• **TEXT**
○ ○ ○ ○ ○ ○ ○
Sonntag, 4. November 2007

Spazierengehen

ist eine wunderbare Sache, vor allem, wenn es im Wald passiert.
Der betreffende Wald ist der meiner Kindheit und Jugend, wenn ich auch als Erwachsene nicht allzuoft da war.
Heute hab ich mich zusammengerissen und bin hingefahren, und dann eine Stunde drin herumgelaufen. Es war genau das richtige. Man sieht noch sehr viel Sturmschäden von dem Unwetter Anfang des Jahres, und leider hat die Forstverwaltung an einigen Stellen erheblich eingegriffen. Ich mag es nicht, Baggerspuren im Wald zu sehen. Das ist hier zwar kein Naturschutzgebiet, aber einen verdichteten Boden hat kein Wald verdient. Wo sind die Rückepferde hin?
Im großen und ganzen ist der Wald Mischwald, vornehmlich Buchen, und einiges an Eichen, Birken und was sonst dazu gehört. Plus Jogger. Ebenso einige mehr als grimmig aussehende Walkerinnen. Warum schauen diese Leute immer so, als wäre das letzte, was sie genießen könnten, eine Runde Walking im Wald? Hochrote Köpfe, eine überaus finstere Miene und heftiges Keuchen scheinen dazu zu gehören. Die meisten Menschen, die unterwegs waren, waren Frauen. Die wenigsten hielten sich an die Empfehlungen, so langsam zu laufen, dass man dabei noch reden könnte. Ich schon, aber ich hatte erstens niemanden dabei, und zweitens KANN ich nicht joggen, daran hindert mich eine nervtötende Achillessehne rechts, die immer wieder Probleme macht, und meine allgemeine Unsportlichkeit.
○ ○ ○ ○ ○ ○ ○
• **VORLIEGENDE ZEILEN**
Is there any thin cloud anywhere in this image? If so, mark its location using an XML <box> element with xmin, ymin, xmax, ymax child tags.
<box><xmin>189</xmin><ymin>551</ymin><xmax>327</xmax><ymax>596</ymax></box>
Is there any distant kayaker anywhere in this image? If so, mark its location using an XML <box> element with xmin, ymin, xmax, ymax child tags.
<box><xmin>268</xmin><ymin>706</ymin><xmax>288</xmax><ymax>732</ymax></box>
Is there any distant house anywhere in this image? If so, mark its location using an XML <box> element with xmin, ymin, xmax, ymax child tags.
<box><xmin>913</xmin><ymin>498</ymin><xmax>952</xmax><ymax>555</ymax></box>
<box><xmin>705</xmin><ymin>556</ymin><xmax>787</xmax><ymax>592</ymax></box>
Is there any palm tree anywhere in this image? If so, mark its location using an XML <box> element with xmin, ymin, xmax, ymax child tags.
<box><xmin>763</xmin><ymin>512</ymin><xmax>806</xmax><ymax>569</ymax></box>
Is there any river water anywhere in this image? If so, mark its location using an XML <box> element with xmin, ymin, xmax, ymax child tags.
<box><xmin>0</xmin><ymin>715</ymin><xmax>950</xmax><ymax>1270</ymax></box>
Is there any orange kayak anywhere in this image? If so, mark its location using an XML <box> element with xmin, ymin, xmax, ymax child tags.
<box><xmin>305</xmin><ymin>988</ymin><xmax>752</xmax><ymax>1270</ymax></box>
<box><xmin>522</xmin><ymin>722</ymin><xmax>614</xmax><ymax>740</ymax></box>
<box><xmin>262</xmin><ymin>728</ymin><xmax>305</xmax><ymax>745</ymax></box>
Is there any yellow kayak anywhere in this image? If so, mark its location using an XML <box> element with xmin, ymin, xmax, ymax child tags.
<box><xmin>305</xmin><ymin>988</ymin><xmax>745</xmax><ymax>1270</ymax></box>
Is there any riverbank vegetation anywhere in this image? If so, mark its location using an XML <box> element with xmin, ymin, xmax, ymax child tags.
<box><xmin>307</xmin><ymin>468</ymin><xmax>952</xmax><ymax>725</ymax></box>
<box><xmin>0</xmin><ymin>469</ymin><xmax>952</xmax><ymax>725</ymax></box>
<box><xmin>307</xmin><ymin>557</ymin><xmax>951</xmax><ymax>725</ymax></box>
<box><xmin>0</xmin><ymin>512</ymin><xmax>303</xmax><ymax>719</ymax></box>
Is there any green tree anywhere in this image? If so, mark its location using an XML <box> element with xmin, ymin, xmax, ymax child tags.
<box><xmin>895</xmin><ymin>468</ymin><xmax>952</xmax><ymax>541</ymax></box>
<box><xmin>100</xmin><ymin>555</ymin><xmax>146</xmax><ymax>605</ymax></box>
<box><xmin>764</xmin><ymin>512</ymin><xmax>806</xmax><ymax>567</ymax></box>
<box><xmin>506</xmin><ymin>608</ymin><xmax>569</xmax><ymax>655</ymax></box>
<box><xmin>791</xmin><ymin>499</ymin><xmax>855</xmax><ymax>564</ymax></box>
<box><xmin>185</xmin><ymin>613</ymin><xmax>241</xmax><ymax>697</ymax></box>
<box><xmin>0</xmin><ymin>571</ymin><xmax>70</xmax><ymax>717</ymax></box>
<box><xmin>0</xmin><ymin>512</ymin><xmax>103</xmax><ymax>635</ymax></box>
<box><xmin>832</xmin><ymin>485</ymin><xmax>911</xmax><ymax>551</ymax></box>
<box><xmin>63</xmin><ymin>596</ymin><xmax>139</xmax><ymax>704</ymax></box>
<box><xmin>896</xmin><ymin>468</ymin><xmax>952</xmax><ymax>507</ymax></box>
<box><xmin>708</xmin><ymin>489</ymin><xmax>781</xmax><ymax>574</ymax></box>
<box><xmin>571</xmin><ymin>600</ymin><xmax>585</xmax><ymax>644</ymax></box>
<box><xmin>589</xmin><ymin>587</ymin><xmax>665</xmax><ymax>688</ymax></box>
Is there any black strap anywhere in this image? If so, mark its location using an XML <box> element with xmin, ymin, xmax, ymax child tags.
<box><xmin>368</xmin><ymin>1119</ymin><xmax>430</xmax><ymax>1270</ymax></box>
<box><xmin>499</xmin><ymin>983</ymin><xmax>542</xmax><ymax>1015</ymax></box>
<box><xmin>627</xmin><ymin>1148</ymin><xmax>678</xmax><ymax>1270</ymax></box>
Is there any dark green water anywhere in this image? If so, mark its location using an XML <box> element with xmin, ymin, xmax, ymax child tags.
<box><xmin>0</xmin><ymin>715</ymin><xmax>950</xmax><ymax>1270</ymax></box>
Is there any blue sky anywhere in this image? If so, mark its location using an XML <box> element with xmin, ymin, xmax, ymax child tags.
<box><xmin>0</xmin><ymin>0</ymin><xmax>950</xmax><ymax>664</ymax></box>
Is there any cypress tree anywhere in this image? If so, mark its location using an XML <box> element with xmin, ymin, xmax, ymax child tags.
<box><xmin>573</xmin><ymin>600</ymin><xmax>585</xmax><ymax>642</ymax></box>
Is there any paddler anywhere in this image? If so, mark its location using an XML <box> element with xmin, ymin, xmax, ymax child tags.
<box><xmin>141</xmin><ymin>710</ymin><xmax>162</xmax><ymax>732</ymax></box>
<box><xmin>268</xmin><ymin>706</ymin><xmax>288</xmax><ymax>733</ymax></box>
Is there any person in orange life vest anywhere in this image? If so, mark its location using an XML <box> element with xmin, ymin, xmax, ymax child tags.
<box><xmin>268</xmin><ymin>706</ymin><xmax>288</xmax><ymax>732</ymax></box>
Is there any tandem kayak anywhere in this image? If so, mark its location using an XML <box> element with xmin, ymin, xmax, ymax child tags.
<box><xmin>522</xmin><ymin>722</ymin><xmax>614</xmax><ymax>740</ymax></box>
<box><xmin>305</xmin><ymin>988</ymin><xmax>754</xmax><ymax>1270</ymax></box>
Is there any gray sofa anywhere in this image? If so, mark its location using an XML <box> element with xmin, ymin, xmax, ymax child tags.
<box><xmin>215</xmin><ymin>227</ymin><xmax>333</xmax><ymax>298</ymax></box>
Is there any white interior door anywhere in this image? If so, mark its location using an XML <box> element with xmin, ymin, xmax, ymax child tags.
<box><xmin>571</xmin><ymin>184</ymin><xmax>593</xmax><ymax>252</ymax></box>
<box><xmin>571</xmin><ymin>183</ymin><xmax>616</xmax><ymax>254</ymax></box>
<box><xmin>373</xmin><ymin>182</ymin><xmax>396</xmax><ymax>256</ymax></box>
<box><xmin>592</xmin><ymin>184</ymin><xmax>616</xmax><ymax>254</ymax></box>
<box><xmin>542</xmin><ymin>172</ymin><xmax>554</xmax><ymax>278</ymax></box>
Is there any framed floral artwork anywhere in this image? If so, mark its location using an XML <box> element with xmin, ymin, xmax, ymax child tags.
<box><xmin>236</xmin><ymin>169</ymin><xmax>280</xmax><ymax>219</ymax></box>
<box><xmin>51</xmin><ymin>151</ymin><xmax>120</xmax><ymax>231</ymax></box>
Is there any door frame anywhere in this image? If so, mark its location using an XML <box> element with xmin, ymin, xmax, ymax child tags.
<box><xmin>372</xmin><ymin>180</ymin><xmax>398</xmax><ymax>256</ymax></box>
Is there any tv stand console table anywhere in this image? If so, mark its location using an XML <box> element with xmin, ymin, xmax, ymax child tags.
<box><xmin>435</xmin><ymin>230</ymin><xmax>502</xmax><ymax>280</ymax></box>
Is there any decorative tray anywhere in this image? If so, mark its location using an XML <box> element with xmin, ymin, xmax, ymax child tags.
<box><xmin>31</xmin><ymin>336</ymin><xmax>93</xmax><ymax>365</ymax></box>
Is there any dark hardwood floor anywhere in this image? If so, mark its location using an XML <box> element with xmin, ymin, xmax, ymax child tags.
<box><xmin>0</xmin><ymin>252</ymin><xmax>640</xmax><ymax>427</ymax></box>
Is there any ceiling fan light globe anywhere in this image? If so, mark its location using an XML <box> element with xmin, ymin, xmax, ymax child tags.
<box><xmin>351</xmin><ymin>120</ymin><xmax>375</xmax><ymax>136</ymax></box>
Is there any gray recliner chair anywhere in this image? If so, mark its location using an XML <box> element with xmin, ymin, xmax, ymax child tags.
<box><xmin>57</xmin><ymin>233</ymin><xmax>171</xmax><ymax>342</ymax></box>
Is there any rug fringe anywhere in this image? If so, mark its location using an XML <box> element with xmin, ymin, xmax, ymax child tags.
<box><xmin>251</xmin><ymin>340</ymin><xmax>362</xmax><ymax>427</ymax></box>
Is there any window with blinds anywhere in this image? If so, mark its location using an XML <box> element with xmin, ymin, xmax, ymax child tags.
○ ○ ○ ○ ○ ○ ○
• **AUFGABEN**
- A) Kopiere aus dem Text über den Waldspaziergang die Passage von „Spazierengehen“ bis einschließlich „die Rückepferde hin?“ wortgetreu.
- B) Beantworte die folgenden Fragen zum Text über den Waldspaziergang, jede Antwort in einer eigenen Zeile und mit (i), (ii) und (iii) gekennzeichnet.
(i) Wann gab es das Unwetter, dessen Sturmschäden man noch sieht?
(ii) Welche Baumart kommt in dem Mischwald vornehmlich vor?
(iii) Welches Geschlecht hatten die meisten Menschen, die im Wald unterwegs waren?
- C) Führe den Text über den Waldspaziergang im selben Ton weiter und setze nach seinem letzten Satz ein.

• **LÖSUNGEN**
- A)
Spazierengehen

ist eine wunderbare Sache, vor allem, wenn es im Wald passiert.
Der betreffende Wald ist der meiner Kindheit und Jugend, wenn ich auch als Erwachsene nicht allzuoft da war.
Heute hab ich mich zusammengerissen und bin hingefahren, und dann eine Stunde drin herumgelaufen. Es war genau das richtige. Man sieht noch sehr viel Sturmschäden von dem Unwetter Anfang des Jahres, und leider hat die Forstverwaltung an einigen Stellen erheblich eingegriffen. Ich mag es nicht, Baggerspuren im Wald zu sehen. Das ist hier zwar kein Naturschutzgebiet, aber einen verdichteten Boden hat kein Wald verdient. Wo sind die Rückepferde hin?

- B)
(i) Anfang des Jahres
(ii) Buchen
(iii) Frauen

- C)
Jedenfalls war der Wald seit der Zeit, in der ich viele Stunden dort verbracht habe, stark verändert. Ich habe lange nicht mehr die Hauptwege verlassen, und was damals große Felder mit üppigem, leicht urzeitlich anmutendem Farnbewuchs waren, ist heute teilweise versumpft. Schonungen sind zu jungen Waldstücken herangewachsen, und ich hätte mich kaum fremder in den Wäldern Neuenglands fühlen können. Dazu die Tonnen schweren Stapel von Kyrills Hinterlassenschaften, die rechts und links die Sicht in den Wald behindern, und an der nächsten Ecke die Sturmschneisen, die neue Blicke eröffnen.
War der Wald früher schon so hügelig? Ich glaube nicht. Meiner Erinnerung nach waren die Hauptwege, die vom Stadtgarten und den zwei Teichen meiner Entenfütterungs-Erinnerung zu den Brücken über die A2 führen, früher gerade, breite Promenaden. Von deren Beginn aus konnte man die Brücken sehen. Inzwischen sind mehrere Senken in den Wegen, und sie sind auch nicht mehr gerade. Letzteres beruht vielleicht darauf, dass die Wege heute anders gepflegt werden, etwas naturnäher vielleicht. Obwohl ich bei den sonstigen Eingriffen, gerade im Bereich des Staatsforstes, eher nicht den Eindruck habe, dass da viel Naturschutz eine Rolle spielt.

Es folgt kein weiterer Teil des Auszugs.